Extract:
┄┄┄┄┄┄┄┄┄┄
On 21/04/2026 07:41, Vishnu Reddy wrote:
> The existing iris_vpu_dec_comv_size() used VIDEO_MAX_FRAME (32) as
> num_comv count unconditionally when calculating the COMV buffer size.
> This resulted in an oversized COMV buffer allocation throughout decode
> session, wasting memory regardless of actual number of buffers required.

You should define what a COMV buffer is before talking about how you are 
changing it, i.e. define the term Co-located Motion Vector (CMOV) and 
then use the abbreviation CMOV liberally as you wish.

> For VPU3x and VPU4x platforms, introduce iris_vpu3x_4x_dec_comv_size() to
> replace iris_vpu_dec_comv_size(). It derives num_comv dynamically, it

"These derive num_cmove dynamically"
┄┄┄┄┄┄┄┄┄┄
Supplied entries:
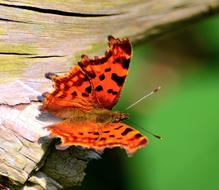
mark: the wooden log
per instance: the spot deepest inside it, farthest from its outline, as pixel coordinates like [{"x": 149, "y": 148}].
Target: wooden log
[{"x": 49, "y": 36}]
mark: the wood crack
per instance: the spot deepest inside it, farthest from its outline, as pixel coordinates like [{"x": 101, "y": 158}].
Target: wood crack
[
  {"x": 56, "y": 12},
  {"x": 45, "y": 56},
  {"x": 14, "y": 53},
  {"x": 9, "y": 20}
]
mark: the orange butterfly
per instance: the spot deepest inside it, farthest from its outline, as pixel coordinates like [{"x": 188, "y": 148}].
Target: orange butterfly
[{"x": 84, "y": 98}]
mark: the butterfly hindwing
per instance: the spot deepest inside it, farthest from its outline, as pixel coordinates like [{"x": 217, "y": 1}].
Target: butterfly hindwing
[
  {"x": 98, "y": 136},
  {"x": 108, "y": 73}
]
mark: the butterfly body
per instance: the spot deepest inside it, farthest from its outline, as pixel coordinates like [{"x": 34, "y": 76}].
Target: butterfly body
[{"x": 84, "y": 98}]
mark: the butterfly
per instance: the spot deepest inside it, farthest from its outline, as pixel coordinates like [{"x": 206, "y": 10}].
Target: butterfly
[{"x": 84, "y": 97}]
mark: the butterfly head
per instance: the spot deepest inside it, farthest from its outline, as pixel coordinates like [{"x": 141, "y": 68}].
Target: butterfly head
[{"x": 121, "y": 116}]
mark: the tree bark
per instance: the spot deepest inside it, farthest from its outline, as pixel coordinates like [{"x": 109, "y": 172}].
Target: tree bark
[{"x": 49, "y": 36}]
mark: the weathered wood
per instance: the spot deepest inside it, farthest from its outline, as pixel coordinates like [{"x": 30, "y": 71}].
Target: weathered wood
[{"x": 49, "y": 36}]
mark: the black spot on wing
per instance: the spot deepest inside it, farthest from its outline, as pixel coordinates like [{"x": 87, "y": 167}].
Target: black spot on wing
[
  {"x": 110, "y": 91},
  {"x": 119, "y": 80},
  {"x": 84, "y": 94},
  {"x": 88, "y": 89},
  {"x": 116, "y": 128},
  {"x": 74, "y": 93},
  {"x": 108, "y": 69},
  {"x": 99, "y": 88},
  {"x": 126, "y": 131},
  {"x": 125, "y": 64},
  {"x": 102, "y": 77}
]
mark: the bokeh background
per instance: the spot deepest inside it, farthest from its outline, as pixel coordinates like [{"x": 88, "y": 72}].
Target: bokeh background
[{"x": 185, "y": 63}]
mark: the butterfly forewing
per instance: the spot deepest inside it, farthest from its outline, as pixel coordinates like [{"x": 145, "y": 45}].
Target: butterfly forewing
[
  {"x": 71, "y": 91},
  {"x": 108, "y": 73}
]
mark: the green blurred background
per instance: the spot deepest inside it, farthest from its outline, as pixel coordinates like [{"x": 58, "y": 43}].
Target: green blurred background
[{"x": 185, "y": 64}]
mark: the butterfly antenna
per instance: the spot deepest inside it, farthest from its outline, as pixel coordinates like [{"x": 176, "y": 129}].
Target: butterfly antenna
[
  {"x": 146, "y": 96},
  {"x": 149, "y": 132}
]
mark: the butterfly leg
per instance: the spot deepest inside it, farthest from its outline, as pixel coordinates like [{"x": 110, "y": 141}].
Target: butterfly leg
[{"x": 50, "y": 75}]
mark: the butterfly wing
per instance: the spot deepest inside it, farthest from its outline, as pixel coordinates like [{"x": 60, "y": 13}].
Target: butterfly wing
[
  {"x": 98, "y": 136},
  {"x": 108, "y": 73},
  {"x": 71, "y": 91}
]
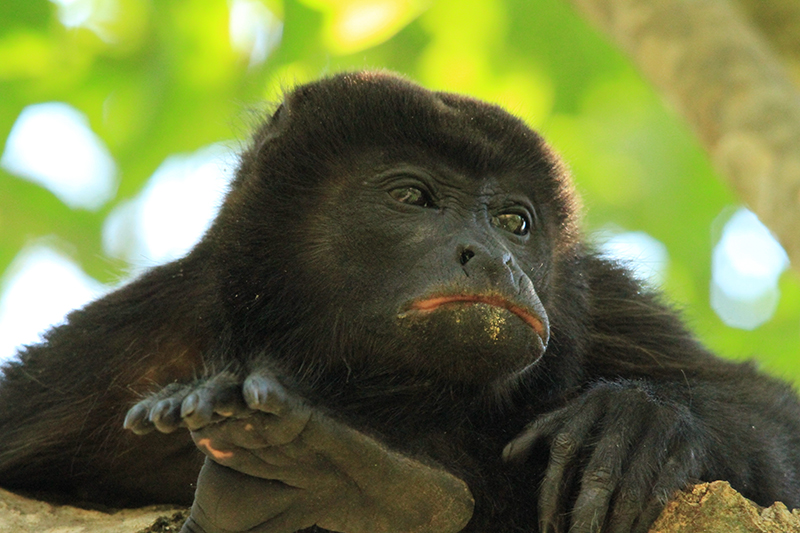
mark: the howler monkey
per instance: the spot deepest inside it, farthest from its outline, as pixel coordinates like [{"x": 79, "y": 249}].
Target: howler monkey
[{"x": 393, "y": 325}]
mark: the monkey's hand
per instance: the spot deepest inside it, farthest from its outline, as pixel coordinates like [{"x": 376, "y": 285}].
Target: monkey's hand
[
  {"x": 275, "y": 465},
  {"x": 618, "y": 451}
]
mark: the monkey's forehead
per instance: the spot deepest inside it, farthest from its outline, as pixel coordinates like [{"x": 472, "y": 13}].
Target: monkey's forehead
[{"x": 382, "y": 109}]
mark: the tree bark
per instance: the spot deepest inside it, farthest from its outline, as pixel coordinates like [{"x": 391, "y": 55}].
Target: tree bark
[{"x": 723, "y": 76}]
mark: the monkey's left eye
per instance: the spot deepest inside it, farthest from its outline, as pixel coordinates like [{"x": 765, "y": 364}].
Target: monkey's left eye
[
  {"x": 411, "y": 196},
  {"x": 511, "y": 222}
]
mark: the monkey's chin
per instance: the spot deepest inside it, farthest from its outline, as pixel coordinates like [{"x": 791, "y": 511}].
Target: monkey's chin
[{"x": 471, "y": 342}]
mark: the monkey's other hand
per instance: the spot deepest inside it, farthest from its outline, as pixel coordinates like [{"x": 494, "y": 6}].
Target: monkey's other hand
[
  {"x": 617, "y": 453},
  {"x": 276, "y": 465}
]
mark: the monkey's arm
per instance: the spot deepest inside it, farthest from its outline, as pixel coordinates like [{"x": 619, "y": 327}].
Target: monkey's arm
┄┄┄┄┄┄┄┄┄┄
Short exercise 1:
Answer these questions about the patch review.
(a) What value does the patch review give for VIDEO_MAX_FRAME?
(b) Which function is introduced for VPU3x and VPU4x platforms?
(c) What term does the reviewer say should be defined before the change is described?
Short exercise 2: Extract from the patch review the passage that begins at the words "You should define" and stops after "as you wish.".
Answer from the patch review alone.

Worked solution 1:
(a) 32
(b) iris_vpu3x_4x_dec_comv_size()
(c) Co-located Motion Vector

Worked solution 2:
You should define what a COMV buffer is before talking about how you are 
changing it, i.e. define the term Co-located Motion Vector (CMOV) and 
then use the abbreviation CMOV liberally as you wish.